- SOURCE DATA:
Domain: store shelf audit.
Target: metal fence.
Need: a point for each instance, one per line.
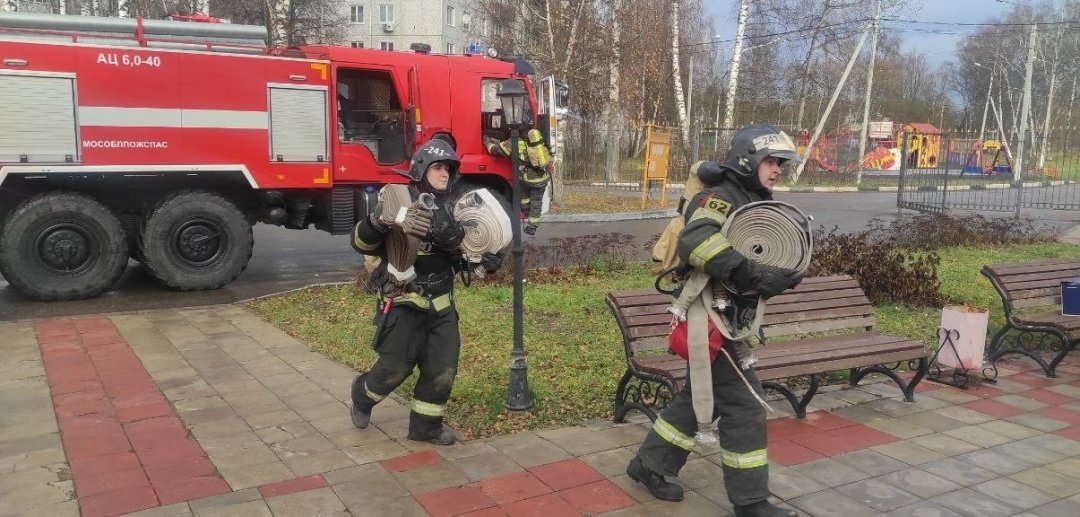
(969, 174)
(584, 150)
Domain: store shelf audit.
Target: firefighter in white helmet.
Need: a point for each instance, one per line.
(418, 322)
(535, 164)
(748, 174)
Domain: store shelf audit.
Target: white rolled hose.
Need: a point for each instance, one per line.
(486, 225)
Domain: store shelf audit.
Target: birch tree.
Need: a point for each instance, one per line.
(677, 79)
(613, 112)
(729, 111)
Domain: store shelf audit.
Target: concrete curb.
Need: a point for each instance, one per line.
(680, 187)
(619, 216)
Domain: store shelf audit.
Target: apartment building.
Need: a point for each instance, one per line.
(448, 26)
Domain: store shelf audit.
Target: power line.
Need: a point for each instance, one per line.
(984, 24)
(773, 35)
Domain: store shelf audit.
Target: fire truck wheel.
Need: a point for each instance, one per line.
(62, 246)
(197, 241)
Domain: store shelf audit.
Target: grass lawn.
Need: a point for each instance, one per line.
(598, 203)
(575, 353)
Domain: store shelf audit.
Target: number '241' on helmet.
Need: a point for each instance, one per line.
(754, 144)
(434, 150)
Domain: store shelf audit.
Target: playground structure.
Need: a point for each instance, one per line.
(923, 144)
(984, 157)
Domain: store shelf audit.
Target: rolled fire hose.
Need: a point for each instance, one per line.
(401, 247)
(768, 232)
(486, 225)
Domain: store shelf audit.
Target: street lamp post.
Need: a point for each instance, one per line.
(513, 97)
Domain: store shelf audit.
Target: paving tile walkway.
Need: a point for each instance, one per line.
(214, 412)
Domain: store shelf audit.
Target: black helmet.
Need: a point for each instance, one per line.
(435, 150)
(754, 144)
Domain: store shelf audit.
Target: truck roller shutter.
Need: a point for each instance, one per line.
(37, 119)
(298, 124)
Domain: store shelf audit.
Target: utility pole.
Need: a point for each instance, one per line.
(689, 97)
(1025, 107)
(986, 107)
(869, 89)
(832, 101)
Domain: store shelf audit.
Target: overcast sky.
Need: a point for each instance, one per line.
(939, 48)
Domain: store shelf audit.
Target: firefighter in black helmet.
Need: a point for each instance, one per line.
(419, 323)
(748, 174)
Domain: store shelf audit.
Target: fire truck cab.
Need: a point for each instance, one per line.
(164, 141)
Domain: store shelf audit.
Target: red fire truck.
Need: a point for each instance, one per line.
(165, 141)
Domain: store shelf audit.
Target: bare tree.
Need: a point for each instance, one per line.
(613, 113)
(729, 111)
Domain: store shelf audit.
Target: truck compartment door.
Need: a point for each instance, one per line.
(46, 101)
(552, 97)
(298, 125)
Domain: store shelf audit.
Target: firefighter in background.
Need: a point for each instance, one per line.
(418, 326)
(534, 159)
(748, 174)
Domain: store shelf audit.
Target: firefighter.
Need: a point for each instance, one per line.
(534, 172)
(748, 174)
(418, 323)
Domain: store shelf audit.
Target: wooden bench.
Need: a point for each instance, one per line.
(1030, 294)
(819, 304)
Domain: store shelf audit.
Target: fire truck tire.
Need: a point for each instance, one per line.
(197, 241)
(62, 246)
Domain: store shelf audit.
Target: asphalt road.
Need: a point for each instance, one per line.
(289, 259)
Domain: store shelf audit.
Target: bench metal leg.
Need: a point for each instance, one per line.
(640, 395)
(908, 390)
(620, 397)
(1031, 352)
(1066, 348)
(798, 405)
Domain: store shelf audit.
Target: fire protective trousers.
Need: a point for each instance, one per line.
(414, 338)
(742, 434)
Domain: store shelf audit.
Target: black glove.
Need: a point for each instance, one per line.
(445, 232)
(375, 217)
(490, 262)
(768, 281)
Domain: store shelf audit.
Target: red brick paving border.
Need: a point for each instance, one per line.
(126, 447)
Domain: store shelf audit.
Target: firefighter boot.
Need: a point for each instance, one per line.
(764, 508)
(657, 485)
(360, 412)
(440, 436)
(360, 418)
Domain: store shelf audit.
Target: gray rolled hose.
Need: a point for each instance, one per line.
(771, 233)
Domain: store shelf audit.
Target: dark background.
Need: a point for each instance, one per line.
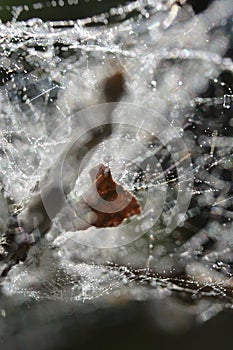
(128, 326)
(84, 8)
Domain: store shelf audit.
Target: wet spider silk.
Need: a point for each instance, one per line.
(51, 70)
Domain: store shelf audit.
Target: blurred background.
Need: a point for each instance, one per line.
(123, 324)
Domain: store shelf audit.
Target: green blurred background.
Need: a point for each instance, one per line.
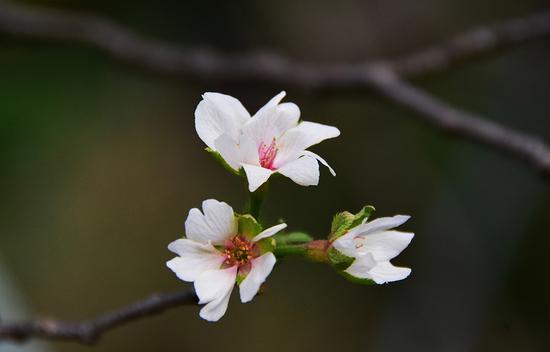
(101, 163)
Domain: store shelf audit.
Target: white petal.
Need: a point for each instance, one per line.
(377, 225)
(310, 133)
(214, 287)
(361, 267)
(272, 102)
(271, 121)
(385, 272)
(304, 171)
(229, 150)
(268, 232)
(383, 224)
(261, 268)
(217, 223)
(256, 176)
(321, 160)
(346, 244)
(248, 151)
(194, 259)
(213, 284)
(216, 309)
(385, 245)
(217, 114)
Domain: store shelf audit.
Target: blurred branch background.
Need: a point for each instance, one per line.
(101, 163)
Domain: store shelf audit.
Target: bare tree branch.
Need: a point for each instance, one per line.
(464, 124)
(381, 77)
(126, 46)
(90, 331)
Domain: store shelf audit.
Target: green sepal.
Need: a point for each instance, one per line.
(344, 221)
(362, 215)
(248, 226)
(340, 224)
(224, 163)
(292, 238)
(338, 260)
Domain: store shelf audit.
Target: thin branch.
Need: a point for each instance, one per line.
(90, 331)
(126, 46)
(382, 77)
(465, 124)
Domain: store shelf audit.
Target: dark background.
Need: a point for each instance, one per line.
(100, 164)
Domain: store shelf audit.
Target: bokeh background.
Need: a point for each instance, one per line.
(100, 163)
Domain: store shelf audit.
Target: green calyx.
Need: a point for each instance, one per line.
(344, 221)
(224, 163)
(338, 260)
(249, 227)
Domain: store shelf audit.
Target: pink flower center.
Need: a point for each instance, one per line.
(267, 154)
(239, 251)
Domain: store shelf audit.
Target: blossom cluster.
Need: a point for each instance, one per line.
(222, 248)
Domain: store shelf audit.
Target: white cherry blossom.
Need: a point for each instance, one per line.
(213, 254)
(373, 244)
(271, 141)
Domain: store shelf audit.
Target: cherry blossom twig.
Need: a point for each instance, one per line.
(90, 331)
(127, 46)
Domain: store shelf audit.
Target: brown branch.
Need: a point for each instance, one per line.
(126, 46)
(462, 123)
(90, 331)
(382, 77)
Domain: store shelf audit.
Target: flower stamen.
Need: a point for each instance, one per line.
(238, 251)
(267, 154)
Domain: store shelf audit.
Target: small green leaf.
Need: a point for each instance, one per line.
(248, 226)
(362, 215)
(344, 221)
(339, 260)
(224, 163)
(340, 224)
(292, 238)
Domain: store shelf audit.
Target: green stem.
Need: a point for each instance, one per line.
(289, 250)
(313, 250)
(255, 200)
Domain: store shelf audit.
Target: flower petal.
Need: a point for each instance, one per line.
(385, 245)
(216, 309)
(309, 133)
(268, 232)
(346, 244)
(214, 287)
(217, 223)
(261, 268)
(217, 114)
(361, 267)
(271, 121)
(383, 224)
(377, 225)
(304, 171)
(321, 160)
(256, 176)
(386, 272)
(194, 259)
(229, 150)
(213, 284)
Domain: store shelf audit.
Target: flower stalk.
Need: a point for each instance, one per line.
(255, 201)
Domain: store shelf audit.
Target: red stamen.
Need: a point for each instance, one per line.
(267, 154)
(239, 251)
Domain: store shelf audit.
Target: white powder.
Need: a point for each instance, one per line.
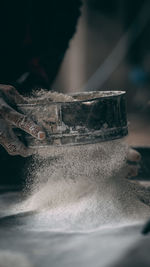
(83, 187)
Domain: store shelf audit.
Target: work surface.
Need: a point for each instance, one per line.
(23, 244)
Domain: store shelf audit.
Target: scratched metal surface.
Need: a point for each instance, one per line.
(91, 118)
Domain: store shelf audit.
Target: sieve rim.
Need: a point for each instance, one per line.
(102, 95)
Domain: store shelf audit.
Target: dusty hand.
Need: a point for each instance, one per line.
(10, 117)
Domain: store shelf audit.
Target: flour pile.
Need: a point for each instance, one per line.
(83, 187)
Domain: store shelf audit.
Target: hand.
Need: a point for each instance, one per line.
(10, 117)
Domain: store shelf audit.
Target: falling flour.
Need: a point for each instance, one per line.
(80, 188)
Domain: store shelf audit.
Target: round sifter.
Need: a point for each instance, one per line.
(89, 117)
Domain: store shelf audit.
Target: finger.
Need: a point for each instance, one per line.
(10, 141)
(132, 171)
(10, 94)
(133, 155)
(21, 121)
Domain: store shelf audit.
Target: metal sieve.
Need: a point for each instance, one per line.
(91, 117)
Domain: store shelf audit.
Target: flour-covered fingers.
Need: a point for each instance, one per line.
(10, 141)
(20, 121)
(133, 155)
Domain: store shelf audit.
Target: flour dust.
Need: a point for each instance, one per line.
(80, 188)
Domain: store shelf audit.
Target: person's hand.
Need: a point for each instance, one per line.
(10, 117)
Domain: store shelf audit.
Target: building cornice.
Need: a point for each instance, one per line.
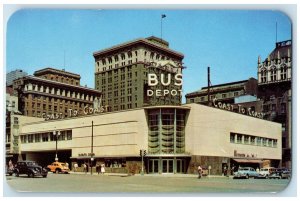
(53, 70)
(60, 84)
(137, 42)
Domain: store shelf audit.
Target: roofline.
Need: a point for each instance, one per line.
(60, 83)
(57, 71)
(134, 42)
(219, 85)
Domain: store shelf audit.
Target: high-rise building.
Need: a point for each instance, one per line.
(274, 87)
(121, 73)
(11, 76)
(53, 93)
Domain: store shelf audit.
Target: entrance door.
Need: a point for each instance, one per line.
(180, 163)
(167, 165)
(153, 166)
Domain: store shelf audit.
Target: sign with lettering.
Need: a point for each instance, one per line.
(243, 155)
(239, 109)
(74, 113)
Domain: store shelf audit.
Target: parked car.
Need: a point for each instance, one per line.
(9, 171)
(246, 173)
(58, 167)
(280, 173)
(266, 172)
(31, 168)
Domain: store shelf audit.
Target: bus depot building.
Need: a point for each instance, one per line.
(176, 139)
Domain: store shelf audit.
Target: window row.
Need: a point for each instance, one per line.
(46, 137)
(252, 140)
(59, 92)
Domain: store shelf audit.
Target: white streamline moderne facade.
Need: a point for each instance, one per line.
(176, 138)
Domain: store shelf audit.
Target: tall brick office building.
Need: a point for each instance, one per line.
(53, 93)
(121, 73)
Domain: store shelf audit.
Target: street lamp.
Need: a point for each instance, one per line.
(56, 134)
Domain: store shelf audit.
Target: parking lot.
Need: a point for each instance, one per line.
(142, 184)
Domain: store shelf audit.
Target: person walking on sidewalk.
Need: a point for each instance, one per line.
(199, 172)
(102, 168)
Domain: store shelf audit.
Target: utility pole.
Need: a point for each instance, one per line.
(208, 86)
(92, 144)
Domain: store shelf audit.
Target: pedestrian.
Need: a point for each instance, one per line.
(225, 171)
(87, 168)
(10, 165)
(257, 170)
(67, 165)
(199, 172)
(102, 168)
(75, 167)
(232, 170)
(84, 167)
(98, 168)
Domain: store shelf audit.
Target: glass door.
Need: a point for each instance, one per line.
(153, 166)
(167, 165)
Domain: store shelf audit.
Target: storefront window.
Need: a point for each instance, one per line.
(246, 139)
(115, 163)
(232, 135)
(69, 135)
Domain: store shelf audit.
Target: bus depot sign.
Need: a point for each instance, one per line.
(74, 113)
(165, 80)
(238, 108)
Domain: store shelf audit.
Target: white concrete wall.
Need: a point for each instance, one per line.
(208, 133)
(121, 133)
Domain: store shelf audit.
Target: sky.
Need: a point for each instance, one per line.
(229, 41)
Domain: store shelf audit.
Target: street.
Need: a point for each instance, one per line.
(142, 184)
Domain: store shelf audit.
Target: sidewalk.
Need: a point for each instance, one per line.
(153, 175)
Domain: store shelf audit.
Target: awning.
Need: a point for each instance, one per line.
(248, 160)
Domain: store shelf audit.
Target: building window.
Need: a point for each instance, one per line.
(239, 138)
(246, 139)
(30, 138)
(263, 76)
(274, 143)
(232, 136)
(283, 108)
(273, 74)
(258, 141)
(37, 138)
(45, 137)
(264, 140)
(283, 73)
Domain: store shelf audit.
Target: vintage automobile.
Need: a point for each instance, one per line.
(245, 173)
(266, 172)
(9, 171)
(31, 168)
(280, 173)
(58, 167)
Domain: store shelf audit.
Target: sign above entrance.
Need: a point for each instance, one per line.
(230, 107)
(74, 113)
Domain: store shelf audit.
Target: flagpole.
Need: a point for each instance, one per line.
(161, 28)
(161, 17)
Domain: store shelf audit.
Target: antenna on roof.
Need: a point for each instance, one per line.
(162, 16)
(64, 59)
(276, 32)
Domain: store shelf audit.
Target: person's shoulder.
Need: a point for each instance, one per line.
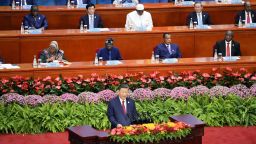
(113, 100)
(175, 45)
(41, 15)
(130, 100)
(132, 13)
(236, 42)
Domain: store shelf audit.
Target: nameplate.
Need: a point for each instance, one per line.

- EXERCISE DIRECTIONS: Copy the listing above exactly, but only from the line with "Target: green blurred background." through the line with "Target: green sepal.", including those two lines and excluding any picture.

- EXERCISE SOLUTION:
Target: green blurred background.
Need: a point for each instance, one per line.
(101, 163)
Domain: store shelf audit.
Target: white petal.
Need: a point for each instance, one per line.
(377, 225)
(310, 133)
(214, 287)
(361, 267)
(272, 102)
(271, 121)
(385, 272)
(304, 171)
(229, 150)
(268, 232)
(383, 224)
(261, 268)
(217, 223)
(256, 176)
(321, 160)
(346, 244)
(248, 151)
(194, 259)
(213, 284)
(216, 309)
(385, 245)
(217, 114)
Domain: store shelf audit.
Target: blurred branch background.
Need: a point for each instance, one per line.
(101, 163)
Domain: store shelf audit.
Target: bare tree branch.
Need: a point for each instance, one per line.
(464, 124)
(381, 77)
(126, 46)
(90, 331)
Domain: store shelf audit.
Target: green sepal.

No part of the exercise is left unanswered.